Как Вы думаете? Удастся ли мне еще до воскресенья получить письмо? Возможность-то есть. Но эта страсть к письмам просто нелепа. Разве не достаточно одного письма, одной весточки? Конечно достаточно, и все же откидываешься на спинку качалки, и пьешь эти письма, и знаешь только, что так бы и пил их не переставая. Объясните это, Милена, учительница!
Сейчас я не хочу говорить ни о чем другом, кроме как вот об этом (я и письма Ваши еще толком не прочитал, только облетел взглядом, как мошка свечу, и несколько раз опалил себе головенку; кстати, как я успел установить, это два совершенно разных письма – одно, чтобы пить его и пить, другое, чтобы прийти в ужас, но последнее, видимо, написано позднее): когда встречаешь знакомого и с напряженным интересом спрашиваешь, сколько будет дважды два, то это вопрос сумасшедшего, однако в первом классе начальной школы он весьма и весьма уместен. Мой же вопрос к Вам, Милена, таков, что в нем соединяется то и другое – сумасшедший дом и начальная школа, к счастью, толика начальной школы тоже есть. Дело в том, что я всегда приходил в совершенное недоумение, если кто-нибудь ко мне привязывался, и порой разрушал иные человеческие связи (например, с Вайсом[15]) по причине логического склада ума, всегда больше верящего в заблуждение другого, нежели в чудо (касательно меня, и только).
Зачем, думал я, мутить такими вещами и без того уже мутные воды жизни. Я вижу перед собою часть возможного пути и понимаю, на каком же огромном и, наверное, непреодолимом для меня расстоянии от нынешнего моего местопребывания я стану достоин случайного взгляда (моего, что уж там говорить о других!), да/случайного взгляда (это не скромность, а гордыня, если Вы хорошенько вдумаетесь), и вот я получил – Ваши письма, Милена. Как выразить это отличие? Некто лежит в грязи и вони смертного одра – и приходит ангел смерти, благословеннейший из всех ангелов, и смотрит на него. Смеет ли этот человек вообще умирать? Он переворачивается, зарывается еще глубже в постель, умереть ему невозможно. Словом, я не верю в то, что Вы мне пишете, Милена, и нет способа все это мне доказать – ведь и Достоевскому в ту ночь никто не смог бы ничего доказать, а моя жизнь длится одну ночь, – доказать мог бы только я сам, вполне представляю себе, что был бы на это способен (как Вы однажды представили себе человека в качалке), но и себе я не поверю. Вот почему этот вопрос был смешным паллиативом – Вы, разумеется, поняли это сразу, – так учитель от усталости и тоски иной раз, слыша правильный ответ ученика, нарочно внушает себе, будто этот учебник по-настоящему понимает предмет, тогда как на самом деле тот знает ответ лишь по каким-то несущественным причинам и никоим образом не может понимать сути предмета, потому что такому пониманию его мог бы научить лишь сам учитель. Но не хныканьем, жалобами, ласками, просьбами, мечтами (у Вас есть последние пять-шесть писем? Вам бы стоило взглянуть на них, они составят полноту картины), а не чем иным, как… Оставим вопрос открытым.

**Исходные данные:**
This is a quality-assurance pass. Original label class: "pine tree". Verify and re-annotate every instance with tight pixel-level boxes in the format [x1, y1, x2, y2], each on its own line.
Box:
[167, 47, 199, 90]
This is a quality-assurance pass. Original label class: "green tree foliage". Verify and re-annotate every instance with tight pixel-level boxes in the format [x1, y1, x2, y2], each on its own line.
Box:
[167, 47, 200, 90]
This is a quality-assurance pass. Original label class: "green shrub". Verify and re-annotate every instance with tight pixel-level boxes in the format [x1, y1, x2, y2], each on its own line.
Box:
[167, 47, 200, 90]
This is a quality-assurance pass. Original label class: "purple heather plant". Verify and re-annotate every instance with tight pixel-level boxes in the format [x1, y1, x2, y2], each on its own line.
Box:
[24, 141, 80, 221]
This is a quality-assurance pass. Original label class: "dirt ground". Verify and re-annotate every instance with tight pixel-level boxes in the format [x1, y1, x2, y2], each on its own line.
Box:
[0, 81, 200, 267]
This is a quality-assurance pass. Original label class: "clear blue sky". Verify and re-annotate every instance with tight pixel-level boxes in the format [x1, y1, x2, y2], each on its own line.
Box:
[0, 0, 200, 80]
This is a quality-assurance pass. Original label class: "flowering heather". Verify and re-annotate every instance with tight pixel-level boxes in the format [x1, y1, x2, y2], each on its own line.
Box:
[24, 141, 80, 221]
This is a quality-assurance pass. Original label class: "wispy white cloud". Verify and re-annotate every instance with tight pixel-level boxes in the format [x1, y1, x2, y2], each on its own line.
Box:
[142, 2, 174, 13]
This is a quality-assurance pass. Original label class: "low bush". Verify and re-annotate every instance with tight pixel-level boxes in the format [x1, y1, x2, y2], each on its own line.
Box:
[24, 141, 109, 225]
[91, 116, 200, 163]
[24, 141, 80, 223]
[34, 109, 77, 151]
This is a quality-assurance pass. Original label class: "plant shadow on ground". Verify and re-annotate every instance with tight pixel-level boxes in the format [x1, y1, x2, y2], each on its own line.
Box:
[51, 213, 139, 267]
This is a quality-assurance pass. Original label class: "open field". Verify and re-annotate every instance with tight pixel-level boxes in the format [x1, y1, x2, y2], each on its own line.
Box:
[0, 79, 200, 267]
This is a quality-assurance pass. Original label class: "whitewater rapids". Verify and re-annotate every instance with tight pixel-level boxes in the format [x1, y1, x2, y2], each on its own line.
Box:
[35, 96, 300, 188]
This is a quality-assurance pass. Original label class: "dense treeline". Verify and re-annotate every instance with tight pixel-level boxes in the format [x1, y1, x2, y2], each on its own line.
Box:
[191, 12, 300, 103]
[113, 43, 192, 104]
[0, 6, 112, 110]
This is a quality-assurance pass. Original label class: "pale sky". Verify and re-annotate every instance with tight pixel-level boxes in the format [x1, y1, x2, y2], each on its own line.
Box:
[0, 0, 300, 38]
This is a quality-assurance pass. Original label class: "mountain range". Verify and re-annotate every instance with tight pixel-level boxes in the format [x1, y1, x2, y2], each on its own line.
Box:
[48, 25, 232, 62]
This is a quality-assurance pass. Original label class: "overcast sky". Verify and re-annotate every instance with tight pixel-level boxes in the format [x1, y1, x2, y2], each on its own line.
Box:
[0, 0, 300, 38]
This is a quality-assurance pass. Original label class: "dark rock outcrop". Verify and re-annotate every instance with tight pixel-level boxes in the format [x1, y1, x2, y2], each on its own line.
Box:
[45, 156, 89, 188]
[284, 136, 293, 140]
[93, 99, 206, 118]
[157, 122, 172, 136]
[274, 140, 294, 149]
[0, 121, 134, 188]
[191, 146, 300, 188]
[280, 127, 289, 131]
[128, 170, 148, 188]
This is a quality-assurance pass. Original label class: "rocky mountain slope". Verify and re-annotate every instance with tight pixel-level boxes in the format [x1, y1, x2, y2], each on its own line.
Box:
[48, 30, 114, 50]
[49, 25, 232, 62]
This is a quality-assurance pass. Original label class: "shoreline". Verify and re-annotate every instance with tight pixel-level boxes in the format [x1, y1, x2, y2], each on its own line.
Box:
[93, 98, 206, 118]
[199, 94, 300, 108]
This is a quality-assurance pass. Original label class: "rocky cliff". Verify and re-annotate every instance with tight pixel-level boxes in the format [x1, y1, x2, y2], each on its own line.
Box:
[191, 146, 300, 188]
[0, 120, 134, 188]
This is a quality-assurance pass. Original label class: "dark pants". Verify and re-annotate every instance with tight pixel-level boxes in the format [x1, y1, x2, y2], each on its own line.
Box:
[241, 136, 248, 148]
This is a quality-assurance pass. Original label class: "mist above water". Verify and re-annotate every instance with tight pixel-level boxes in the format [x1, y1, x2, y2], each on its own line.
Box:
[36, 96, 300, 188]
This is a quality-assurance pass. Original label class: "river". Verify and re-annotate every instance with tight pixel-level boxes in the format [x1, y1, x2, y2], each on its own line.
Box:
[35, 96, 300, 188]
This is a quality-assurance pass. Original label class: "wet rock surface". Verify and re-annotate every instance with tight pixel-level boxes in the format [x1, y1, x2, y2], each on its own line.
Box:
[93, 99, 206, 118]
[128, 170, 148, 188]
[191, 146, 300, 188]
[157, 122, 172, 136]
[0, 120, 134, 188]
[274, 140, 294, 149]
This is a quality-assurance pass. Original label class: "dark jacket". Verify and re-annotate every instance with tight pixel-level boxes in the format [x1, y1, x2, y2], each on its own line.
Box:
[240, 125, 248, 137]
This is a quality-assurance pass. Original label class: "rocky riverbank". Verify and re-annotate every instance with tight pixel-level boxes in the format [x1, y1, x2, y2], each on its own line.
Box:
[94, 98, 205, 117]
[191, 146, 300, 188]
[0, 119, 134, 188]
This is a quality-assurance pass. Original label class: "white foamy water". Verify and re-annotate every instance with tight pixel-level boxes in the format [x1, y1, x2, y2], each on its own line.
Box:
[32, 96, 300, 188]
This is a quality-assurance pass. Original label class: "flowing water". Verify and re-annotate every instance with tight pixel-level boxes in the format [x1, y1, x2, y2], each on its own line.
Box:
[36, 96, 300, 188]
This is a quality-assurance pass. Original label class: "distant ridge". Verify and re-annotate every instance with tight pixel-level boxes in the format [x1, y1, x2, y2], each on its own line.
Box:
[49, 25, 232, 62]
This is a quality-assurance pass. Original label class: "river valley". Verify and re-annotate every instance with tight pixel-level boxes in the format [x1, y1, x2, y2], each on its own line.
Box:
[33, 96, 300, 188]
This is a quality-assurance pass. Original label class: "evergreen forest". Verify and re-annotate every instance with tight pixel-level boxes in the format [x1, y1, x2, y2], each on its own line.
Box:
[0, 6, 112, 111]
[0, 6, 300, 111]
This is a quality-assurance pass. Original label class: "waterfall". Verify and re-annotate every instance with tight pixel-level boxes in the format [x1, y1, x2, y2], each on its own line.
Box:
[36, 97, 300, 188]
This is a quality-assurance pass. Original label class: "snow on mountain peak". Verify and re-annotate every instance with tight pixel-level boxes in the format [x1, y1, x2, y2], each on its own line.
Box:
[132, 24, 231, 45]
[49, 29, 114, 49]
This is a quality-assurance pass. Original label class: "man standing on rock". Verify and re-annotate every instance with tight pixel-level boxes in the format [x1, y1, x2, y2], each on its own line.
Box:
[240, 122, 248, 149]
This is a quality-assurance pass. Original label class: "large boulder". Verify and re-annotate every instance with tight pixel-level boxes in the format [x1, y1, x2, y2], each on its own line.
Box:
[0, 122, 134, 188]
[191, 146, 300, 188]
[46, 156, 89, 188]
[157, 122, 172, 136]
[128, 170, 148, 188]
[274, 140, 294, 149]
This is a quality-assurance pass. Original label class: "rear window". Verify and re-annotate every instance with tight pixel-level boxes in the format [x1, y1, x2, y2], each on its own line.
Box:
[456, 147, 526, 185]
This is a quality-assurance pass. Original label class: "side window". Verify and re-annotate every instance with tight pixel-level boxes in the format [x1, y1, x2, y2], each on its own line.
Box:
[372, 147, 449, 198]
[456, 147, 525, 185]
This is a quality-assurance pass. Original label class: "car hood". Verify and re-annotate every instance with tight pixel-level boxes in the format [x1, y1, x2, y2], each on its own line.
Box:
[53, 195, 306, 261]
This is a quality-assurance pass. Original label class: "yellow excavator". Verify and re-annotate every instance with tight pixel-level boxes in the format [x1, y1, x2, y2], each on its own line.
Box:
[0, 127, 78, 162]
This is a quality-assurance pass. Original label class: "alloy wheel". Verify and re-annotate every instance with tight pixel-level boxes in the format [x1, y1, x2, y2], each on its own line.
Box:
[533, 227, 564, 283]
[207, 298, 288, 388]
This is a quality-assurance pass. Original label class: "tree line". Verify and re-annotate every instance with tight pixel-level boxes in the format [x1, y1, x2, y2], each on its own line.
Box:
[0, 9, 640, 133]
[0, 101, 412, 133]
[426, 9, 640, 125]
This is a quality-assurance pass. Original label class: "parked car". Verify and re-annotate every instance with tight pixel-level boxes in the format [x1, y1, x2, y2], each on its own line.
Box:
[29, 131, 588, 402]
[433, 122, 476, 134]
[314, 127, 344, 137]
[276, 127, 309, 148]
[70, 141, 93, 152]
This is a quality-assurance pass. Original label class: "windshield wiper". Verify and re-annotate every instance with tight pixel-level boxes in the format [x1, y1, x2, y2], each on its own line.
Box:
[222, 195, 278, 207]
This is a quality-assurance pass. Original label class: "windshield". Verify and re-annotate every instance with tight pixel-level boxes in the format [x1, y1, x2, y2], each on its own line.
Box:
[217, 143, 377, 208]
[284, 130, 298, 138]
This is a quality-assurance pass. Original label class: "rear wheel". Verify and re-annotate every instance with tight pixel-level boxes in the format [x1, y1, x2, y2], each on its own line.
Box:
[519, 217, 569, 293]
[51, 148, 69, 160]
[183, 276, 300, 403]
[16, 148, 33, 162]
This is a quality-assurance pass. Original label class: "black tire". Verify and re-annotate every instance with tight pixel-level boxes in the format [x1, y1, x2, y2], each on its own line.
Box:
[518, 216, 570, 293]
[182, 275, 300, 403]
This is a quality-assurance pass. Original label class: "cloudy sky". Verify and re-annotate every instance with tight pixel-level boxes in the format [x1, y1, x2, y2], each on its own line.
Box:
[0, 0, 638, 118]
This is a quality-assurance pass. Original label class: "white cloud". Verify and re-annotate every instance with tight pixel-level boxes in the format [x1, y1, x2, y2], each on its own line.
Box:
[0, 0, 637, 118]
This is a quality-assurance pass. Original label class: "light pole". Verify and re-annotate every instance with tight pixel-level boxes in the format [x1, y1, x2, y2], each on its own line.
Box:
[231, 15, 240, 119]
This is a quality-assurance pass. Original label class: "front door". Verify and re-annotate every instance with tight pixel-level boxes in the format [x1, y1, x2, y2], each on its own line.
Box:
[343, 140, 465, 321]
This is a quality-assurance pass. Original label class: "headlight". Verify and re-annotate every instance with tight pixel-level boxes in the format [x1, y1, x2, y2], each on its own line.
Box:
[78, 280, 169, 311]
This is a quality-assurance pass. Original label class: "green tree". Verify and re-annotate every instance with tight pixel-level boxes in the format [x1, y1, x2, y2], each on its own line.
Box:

**Цель задания:** Пожалуйста, перепечатайте из фрагмента документа отрывок, который начинается словами «Как Вы думаете?» и заканчивается словами «это, Милена, учительница!». Данные представляют собой отдельный материал и с фрагментом документа не связаны.

**Ваш ответ:**
Как Вы думаете? Удастся ли мне еще до воскресенья получить письмо? Возможность-то есть. Но эта страсть к письмам просто нелепа. Разве не достаточно одного письма, одной весточки? Конечно достаточно, и все же откидываешься на спинку качалки, и пьешь эти письма, и знаешь только, что так бы и пил их не переставая. Объясните это, Милена, учительница!